* [Trecho]:
■ ■ ■ ■ ■

O primeiro contato do ator com a personagem se dá por intermédio do seu problema humano. Esta relação entre a situação objetiva da personagem e a íntima necessidade pessoal de transformá-la, cria uma síntese dos lados objetivo e subjetivo da personagem. A ação torna visível a vida interna e cria uma base para a experiência vivenciada. Esta síntese leva a uma visão artística do papel onde a expressão externa não está separada do conteúdo da experiência humana. Os objetivos a serem atingidos orientam a personagem ao longo da peça. A cada instante a personagem reavalia sua situação perante seu objetivo e disso surge a necessidade de agir.

■ ■ ■ ■ ■

* [Registros de entrada]:
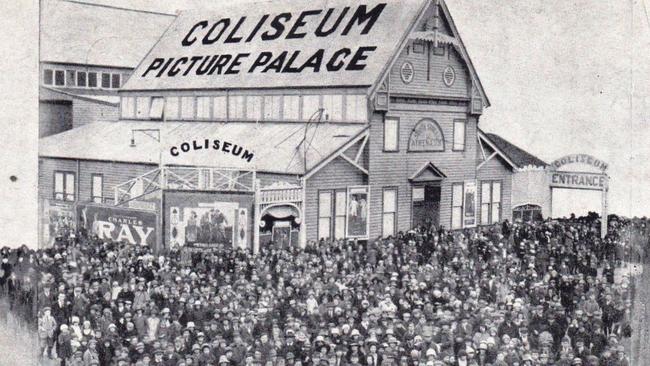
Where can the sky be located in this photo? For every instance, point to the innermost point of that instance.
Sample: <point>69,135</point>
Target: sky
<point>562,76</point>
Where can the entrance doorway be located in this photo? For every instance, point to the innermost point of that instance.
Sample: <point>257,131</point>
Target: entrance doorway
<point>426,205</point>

■ ■ ■ ■ ■

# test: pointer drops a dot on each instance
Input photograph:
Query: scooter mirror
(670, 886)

■ ■ ■ ■ ■

* [Lista de tarefas]:
A. Liste, na ordem em que aparecem pela primeira vez, todas as palavras distintas do trecho que terminam em "ão".
B. Reproduza sem nenhuma alteração as linhas dos registros que vão da linha que contém "Where can the entrance" até a linha que contém "<point>426,205</point>", incluindo ambas.

* [Respostas às tarefas]:
A. relação, situação, ação, visão, expressão, não

B.
Where can the entrance doorway be located in this photo? For every instance, point to the innermost point of that instance.
Sample: <point>257,131</point>
Target: entrance doorway
<point>426,205</point>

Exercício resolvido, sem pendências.